- _RETOS_:
(1) ¿Puedes transcribir literalmente, de la sección del documento que aparece abajo, todo lo que va desde «Hasta aquí lo» hasta «tipos de interés.»?
(2) ¿Qué líneas de las entradas contienen la cadena «cumulus», distinguiendo entre mayúsculas y minúsculas? Identifícalas y cópialas completas.

Hasta aquí lo que nos quiere aclarar Rogoff sobre las posiciones analíticas que se mueven en torno a la del presidente de la Fed. Pero, como «está tornándose más difícil que nunca anclar las expectativas sobre las tendencias de crecimiento [junto con las primas de riesgo asociadas] a largo plazo», cuestiones en las que muchos estudios coinciden según Rogoff, esto le da pie a esbozar algunos de los mejores argumentos propios, entre los que de nuevo no tiene inconveniente en confesar su perplejidad: cualquier cosa antes que aceptar la realidad; antes que aceptar que la superabundancia de plusvalía junto con la poca relevancia del factor capital en la función de producción actual, suponen el eje de la cuestión sobre el porqué de los bajos tipos de interés.
Pero en su empeño el autor sigue con los/sus misterios de las bajas tasas de interés, sacando ahora de la chistera un loro al que, a pesar de querer darle la apariencia de águila real, no le permite hablar más que de su chocolate, cuando se extiende en relatarnos cómo «Otra clase de teorías académicas siguen a Bernanke (e incluso, a ideas previas de Michael Dooley, David Folkerts-Landau y Peter Garber) al atribuir las bajas tasas de interés a largo plazo a la creciente importancia de las economías emergentes, pero con el énfasis principal en el ahorro privado más que en el público. Como las economías emergentes –continúa- tienen mercados de activos relativamente débiles, sus ciudadanos buscan refugio en los bonos gubernamentales de los países avanzados. Una teoría relacionada –insiste- indica que los ciudadanos de las economías emergentes tienen dificultades para diversificar el enorme riesgo inherente a sus entornos con rápido crecimiento, pero elevada volatilidad, y se sienten especialmente vulnerables por la debilidad de las redes de seguridad social. Por ello, ahorran extraordinariamente» -concluye. (Por cierto, algo que ya le habíamos leído al infausto predecesor de Bernanke al frente de la Fed, Alan Greenspan) Pero, vuelve una vez más con lo mismo, aunque matizando ahora que «Además, cuando se la observa más de cerca, la explicación de los mercados emergentes, aunque convincente, no resulta tan persuasiva como parece. Las economías emergentes están creciendo mucho más rápidamente que los países avanzados, que, según sugieren los modelos de crecimiento neoclásicos, deberían presionar las tasas de interés mundiales al alza, no a la baja».

- _EXTRACTOS DE DATOS_:

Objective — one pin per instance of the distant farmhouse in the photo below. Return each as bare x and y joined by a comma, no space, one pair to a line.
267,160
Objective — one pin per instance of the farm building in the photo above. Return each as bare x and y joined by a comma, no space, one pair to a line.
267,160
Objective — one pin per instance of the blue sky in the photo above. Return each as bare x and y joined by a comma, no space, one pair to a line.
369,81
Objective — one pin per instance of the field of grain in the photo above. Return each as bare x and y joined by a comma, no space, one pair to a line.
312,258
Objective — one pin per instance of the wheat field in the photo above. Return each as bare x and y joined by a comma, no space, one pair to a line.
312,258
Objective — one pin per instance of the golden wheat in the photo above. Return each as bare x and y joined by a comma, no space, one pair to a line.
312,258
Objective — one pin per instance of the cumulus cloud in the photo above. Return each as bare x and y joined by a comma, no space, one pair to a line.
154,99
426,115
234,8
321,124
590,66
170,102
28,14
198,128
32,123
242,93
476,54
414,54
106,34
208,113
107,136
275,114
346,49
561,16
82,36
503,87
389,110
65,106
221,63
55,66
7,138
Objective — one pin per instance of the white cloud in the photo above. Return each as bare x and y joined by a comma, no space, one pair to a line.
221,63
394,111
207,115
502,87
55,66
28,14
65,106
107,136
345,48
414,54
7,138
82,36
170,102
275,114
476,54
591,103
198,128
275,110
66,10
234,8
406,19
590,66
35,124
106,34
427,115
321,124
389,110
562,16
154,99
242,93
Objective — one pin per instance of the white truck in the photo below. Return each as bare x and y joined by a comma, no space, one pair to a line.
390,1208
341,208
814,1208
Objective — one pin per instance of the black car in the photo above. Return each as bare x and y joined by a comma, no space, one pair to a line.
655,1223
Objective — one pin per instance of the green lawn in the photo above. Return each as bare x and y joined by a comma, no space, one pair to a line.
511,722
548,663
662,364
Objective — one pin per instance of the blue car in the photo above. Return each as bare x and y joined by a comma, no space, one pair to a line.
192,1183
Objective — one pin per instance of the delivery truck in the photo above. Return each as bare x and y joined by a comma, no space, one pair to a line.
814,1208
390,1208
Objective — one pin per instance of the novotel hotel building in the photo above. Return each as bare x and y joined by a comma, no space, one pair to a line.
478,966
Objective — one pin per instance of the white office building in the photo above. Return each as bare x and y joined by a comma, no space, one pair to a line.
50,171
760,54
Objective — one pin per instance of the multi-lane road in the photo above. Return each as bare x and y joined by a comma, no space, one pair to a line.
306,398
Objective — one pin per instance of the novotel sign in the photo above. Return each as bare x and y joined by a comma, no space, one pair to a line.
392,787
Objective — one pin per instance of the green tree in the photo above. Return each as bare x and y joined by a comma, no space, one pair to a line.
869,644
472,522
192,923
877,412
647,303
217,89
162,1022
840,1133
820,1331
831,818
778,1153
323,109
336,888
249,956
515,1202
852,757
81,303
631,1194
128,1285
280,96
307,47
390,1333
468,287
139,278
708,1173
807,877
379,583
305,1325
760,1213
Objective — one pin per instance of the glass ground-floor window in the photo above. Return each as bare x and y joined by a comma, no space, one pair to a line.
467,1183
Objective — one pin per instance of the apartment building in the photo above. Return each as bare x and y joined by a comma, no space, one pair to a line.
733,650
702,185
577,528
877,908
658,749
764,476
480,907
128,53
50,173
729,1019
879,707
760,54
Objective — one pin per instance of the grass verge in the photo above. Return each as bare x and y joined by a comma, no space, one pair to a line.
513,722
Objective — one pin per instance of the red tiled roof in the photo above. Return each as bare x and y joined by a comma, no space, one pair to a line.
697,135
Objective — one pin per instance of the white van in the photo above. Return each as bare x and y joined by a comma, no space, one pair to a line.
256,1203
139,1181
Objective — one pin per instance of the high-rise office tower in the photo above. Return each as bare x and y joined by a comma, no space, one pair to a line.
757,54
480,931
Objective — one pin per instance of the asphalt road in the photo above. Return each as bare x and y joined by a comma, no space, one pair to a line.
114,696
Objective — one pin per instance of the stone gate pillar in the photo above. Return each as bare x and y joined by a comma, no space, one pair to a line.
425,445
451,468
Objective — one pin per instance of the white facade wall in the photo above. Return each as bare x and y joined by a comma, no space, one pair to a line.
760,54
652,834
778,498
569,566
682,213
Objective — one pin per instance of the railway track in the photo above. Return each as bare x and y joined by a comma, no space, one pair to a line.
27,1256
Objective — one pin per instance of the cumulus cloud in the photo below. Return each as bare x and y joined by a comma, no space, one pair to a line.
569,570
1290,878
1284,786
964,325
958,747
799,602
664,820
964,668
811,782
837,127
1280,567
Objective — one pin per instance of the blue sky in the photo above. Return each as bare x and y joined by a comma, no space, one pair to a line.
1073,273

* * *

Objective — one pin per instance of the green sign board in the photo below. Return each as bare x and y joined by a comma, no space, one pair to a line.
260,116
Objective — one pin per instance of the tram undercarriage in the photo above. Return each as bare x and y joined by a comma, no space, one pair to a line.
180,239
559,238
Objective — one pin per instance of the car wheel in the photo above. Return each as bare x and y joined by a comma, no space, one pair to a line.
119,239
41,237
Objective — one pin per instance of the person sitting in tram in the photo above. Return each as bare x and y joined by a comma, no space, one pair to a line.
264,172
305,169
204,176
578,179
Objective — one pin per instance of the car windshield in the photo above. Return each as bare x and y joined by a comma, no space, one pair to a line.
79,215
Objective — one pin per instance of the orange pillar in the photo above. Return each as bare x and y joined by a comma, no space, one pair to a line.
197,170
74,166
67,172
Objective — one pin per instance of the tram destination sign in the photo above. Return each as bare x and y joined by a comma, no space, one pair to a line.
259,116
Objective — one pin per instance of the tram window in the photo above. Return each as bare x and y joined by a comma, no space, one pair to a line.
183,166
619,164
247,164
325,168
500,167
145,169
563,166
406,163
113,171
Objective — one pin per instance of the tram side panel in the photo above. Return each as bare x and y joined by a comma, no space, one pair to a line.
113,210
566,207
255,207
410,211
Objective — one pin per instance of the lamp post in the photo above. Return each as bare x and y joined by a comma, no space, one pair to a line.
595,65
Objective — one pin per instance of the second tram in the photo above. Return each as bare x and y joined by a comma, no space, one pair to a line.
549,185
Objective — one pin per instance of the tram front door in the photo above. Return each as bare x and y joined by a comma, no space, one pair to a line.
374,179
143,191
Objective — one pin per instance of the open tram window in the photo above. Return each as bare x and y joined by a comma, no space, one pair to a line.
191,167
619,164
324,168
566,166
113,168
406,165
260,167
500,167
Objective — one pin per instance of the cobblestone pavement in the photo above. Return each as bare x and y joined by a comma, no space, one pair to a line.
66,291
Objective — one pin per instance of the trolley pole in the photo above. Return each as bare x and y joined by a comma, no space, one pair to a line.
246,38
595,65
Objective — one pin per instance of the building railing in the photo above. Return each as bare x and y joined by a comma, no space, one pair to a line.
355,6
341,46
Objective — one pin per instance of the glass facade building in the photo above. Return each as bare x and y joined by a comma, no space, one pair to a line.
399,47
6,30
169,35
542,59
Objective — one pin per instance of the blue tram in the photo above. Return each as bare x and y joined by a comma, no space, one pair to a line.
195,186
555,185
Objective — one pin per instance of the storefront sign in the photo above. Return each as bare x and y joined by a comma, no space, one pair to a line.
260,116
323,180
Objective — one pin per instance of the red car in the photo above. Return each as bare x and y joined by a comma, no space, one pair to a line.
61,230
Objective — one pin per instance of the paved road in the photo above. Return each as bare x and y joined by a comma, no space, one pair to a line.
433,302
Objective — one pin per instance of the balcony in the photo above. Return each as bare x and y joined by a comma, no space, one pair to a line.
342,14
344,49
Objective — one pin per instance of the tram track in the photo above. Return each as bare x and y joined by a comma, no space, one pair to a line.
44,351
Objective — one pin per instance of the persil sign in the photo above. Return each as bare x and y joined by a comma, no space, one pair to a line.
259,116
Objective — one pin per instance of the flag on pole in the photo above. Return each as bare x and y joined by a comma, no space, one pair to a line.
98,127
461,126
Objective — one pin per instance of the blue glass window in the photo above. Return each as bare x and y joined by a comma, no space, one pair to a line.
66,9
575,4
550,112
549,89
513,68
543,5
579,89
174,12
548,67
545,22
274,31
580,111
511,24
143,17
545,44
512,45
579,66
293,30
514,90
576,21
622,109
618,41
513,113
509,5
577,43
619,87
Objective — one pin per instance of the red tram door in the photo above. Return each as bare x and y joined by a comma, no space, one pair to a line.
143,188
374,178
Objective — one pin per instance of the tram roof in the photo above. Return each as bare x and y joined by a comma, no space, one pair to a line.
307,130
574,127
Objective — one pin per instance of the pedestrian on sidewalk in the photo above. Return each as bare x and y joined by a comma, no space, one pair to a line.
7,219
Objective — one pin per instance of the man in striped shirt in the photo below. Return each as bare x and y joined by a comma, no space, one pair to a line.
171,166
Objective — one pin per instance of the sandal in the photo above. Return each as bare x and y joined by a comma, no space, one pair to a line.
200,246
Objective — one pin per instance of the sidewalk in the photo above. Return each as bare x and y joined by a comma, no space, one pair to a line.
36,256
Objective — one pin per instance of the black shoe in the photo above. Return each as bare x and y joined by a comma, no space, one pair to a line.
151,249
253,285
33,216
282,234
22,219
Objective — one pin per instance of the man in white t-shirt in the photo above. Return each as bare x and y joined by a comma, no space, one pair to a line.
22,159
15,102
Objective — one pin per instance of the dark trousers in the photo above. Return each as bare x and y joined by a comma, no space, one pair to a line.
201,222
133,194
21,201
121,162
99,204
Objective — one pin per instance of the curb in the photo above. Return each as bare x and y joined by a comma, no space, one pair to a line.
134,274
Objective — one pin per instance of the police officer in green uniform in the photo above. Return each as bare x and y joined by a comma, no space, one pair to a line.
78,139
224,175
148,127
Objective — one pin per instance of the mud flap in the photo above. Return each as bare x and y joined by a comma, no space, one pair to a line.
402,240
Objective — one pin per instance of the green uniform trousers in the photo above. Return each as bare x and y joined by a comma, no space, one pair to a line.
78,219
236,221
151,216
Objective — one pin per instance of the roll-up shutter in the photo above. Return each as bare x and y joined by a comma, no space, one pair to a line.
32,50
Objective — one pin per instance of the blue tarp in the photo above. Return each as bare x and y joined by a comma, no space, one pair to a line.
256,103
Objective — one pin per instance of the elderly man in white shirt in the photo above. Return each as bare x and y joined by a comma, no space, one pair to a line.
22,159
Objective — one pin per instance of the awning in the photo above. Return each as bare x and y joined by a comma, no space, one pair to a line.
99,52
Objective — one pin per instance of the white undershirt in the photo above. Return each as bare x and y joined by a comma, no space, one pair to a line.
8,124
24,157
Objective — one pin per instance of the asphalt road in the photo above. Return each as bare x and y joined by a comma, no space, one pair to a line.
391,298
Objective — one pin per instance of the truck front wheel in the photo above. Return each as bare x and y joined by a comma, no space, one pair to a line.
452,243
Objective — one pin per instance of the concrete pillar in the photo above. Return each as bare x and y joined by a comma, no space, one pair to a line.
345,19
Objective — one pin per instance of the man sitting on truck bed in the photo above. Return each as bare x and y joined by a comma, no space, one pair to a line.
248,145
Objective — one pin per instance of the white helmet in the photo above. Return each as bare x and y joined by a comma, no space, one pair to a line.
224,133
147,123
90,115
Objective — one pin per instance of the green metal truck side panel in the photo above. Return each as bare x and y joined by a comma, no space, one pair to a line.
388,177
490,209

---

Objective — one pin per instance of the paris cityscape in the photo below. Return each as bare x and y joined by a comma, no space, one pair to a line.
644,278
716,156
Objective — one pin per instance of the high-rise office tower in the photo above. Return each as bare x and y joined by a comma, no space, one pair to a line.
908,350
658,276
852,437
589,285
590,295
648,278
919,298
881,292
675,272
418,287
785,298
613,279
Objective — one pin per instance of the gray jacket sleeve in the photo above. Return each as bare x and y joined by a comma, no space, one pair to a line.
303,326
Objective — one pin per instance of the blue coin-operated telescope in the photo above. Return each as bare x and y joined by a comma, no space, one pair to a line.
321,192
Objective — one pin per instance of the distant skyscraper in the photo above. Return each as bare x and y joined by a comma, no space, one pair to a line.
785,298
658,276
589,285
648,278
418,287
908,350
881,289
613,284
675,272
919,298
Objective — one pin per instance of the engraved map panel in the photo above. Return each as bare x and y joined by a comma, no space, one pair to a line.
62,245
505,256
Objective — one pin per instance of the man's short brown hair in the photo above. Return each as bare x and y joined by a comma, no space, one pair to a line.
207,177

- _RESULTADOS FINALES_:
(1)
Hasta aquí lo que nos quiere aclarar Rogoff sobre las posiciones analíticas que se mueven en torno a la del presidente de la Fed. Pero, como «está tornándose más difícil que nunca anclar las expectativas sobre las tendencias de crecimiento [junto con las primas de riesgo asociadas] a largo plazo», cuestiones en las que muchos estudios coinciden según Rogoff, esto le da pie a esbozar algunos de los mejores argumentos propios, entre los que de nuevo no tiene inconveniente en confesar su perplejidad: cualquier cosa antes que aceptar la realidad; antes que aceptar que la superabundancia de plusvalía junto con la poca relevancia del factor capital en la función de producción actual, suponen el eje de la cuestión sobre el porqué de los bajos tipos de interés.

(2)
Objective — one pin per instance of the cumulus cloud in the photo above. Return each as bare x and y joined by a comma, no space, one pair to a line.
Objective — one pin per instance of the cumulus cloud in the photo below. Return each as bare x and y joined by a comma, no space, one pair to a line.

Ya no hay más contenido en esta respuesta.